= Beginning of Section =

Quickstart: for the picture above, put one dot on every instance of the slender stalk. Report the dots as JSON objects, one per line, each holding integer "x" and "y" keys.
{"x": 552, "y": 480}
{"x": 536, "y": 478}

= End of Section =
= Beginning of Section =

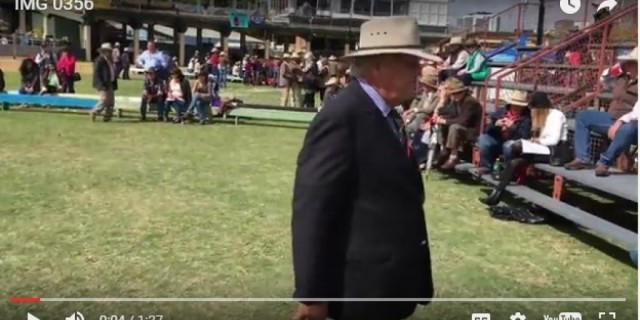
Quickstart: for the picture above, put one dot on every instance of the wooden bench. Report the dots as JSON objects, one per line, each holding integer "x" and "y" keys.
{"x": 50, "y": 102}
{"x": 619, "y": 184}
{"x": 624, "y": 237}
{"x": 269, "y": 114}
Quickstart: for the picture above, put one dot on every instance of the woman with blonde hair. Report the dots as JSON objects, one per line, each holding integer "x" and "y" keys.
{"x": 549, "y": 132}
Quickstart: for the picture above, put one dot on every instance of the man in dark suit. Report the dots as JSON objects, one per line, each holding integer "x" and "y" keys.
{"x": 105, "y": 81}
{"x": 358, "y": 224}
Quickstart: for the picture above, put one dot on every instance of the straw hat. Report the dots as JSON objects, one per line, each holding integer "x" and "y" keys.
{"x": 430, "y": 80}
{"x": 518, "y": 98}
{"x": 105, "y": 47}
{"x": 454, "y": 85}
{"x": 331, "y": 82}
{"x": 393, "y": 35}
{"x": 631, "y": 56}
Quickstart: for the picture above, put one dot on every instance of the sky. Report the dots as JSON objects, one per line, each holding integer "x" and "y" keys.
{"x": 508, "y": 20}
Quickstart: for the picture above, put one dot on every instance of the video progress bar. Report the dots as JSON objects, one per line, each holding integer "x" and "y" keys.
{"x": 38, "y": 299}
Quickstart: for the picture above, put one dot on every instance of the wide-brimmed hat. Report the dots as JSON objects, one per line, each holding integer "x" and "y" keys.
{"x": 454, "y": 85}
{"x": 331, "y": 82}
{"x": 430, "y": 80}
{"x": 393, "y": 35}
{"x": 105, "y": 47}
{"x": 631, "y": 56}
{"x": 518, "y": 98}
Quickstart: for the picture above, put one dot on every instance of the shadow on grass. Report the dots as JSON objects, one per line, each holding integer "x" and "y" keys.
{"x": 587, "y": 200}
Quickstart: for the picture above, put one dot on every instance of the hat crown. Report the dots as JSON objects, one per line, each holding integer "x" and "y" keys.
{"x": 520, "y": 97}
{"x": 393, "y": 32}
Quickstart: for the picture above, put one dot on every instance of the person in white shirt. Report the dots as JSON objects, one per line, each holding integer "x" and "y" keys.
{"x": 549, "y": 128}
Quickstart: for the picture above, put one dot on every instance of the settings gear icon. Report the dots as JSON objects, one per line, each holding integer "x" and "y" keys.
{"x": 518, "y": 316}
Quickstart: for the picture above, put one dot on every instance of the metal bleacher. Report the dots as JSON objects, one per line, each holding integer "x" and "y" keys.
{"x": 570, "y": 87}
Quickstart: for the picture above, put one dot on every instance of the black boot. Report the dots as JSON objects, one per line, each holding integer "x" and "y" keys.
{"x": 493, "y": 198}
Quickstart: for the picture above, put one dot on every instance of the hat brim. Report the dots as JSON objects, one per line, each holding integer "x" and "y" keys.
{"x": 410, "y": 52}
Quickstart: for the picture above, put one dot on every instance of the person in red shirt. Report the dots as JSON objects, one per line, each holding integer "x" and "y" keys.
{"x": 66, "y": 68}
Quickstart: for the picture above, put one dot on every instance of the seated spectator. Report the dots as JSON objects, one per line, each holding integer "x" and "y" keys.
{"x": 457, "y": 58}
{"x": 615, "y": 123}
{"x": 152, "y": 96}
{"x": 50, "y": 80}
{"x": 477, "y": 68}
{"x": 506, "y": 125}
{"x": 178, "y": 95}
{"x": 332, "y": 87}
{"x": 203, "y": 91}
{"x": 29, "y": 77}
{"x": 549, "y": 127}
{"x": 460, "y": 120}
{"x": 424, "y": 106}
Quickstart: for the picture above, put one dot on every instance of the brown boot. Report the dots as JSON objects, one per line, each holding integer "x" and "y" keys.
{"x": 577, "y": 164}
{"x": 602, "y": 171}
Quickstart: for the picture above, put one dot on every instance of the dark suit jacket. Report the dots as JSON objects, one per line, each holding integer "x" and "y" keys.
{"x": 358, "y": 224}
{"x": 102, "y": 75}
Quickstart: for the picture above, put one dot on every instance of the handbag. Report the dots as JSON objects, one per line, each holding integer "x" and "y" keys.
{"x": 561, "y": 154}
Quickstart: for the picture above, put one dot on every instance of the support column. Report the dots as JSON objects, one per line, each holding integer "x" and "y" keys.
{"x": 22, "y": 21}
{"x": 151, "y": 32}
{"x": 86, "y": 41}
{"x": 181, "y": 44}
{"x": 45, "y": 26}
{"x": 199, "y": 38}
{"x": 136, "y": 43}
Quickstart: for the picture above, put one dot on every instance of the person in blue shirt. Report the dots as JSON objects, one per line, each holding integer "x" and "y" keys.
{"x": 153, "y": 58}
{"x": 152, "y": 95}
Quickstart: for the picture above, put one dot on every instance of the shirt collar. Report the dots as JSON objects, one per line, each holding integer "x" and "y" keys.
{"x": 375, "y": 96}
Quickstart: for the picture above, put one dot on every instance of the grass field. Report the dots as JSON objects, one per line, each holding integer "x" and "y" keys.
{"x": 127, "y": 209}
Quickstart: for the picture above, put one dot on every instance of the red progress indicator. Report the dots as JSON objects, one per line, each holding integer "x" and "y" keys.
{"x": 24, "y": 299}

= End of Section =
= Beginning of Section =

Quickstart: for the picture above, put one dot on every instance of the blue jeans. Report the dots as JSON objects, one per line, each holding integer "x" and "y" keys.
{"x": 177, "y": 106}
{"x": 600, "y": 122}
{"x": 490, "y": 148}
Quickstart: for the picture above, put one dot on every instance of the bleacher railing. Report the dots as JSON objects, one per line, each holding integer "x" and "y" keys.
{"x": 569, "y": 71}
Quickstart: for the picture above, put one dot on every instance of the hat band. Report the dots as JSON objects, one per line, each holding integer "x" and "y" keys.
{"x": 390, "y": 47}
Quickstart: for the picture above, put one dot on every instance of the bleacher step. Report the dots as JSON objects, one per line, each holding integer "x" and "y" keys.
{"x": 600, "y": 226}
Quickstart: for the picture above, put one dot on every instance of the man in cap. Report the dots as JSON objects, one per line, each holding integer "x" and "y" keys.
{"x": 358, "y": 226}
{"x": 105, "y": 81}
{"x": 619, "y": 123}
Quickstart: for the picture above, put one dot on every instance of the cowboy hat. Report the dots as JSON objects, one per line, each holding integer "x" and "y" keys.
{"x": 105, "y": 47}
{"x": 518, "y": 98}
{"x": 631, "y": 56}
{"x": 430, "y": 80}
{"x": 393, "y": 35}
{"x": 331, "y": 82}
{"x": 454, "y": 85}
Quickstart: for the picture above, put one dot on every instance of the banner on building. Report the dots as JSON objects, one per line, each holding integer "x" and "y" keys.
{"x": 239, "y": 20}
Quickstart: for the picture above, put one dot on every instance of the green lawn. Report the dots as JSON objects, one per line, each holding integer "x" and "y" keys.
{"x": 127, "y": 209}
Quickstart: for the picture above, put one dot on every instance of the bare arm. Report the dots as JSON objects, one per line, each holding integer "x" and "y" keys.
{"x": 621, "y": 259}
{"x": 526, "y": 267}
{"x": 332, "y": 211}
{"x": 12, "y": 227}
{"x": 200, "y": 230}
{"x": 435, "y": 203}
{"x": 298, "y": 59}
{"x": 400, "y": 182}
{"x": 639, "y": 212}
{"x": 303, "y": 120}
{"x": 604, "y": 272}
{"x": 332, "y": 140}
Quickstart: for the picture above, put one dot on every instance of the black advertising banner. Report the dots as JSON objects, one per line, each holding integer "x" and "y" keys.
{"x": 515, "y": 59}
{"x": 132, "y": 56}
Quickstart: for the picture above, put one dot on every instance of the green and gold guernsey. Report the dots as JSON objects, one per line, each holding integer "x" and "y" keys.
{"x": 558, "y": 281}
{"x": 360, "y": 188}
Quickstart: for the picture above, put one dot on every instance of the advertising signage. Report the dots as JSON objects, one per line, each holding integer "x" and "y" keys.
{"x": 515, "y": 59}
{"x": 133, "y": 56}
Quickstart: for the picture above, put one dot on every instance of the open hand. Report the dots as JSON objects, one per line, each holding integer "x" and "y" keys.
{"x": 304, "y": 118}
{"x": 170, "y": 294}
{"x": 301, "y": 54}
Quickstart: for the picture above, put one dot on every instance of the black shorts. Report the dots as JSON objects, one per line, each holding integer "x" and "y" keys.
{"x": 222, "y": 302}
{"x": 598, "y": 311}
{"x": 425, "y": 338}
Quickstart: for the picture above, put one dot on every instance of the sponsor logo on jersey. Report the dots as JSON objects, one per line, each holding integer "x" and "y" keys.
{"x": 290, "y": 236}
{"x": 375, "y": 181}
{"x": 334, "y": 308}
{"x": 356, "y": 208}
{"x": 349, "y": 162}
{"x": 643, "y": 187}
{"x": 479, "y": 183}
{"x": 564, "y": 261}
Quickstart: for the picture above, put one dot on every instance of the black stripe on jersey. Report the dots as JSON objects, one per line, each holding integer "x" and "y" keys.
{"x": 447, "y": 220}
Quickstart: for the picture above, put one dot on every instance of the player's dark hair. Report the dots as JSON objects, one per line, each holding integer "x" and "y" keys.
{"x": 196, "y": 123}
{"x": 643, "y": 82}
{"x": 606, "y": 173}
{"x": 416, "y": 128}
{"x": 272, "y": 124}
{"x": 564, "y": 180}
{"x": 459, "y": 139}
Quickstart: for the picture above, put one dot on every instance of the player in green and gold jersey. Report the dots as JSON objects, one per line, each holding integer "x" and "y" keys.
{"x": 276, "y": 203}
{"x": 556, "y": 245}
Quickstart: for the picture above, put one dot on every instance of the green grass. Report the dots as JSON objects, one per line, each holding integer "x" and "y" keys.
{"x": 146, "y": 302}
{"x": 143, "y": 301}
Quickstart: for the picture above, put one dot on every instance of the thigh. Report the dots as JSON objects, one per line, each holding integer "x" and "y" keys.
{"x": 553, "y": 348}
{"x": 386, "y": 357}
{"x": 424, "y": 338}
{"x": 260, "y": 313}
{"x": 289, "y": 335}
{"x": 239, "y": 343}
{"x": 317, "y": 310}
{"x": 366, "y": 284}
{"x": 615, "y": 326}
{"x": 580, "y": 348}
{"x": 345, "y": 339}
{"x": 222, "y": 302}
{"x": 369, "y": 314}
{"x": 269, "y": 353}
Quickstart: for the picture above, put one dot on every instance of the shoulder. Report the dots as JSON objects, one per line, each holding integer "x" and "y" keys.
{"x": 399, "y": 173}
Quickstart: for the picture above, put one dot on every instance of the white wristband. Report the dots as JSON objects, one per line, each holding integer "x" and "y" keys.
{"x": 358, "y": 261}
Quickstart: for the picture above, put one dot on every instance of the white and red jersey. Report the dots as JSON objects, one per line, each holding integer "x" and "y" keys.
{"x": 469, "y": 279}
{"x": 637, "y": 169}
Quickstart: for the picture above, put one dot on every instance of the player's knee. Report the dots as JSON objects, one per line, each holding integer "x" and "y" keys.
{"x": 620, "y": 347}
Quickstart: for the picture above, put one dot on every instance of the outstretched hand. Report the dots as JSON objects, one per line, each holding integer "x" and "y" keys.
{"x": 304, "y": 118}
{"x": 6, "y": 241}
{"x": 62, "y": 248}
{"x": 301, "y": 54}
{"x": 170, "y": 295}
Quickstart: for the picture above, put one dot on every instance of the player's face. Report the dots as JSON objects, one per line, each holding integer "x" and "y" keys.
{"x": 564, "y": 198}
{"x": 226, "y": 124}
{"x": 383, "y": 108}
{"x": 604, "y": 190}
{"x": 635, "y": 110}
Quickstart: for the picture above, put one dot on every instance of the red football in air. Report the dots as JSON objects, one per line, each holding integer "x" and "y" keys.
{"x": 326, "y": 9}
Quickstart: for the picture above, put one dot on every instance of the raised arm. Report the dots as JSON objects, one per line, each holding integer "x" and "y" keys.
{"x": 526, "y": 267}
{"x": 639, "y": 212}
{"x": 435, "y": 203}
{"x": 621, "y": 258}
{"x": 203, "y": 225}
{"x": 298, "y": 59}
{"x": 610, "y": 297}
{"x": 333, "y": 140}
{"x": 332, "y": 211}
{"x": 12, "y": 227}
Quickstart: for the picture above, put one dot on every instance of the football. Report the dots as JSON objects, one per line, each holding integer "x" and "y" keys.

= End of Section =

TRY IT: Above this task is a listing. Restate, word for word and with nothing added, the lines from the one with "the red football" through the one with "of the football.".

PROBLEM SOLUTION:
Quickstart: for the picture above, put one dot on every instance of the red football in air. Report the dots as JSON objects, one per line, each holding integer "x" and "y" keys.
{"x": 326, "y": 9}
Quickstart: for the picture above, put one dot on every instance of the raised arm. Report the dots as JSON objects, one per line, each holding integer "x" and "y" keys.
{"x": 526, "y": 267}
{"x": 639, "y": 212}
{"x": 435, "y": 203}
{"x": 621, "y": 258}
{"x": 203, "y": 225}
{"x": 298, "y": 59}
{"x": 610, "y": 297}
{"x": 333, "y": 140}
{"x": 332, "y": 211}
{"x": 12, "y": 227}
Quickstart: for the picture above, put one dot on every instance of the football. Report the dots as JSON objects, one per line, each holding integer "x" and "y" keys.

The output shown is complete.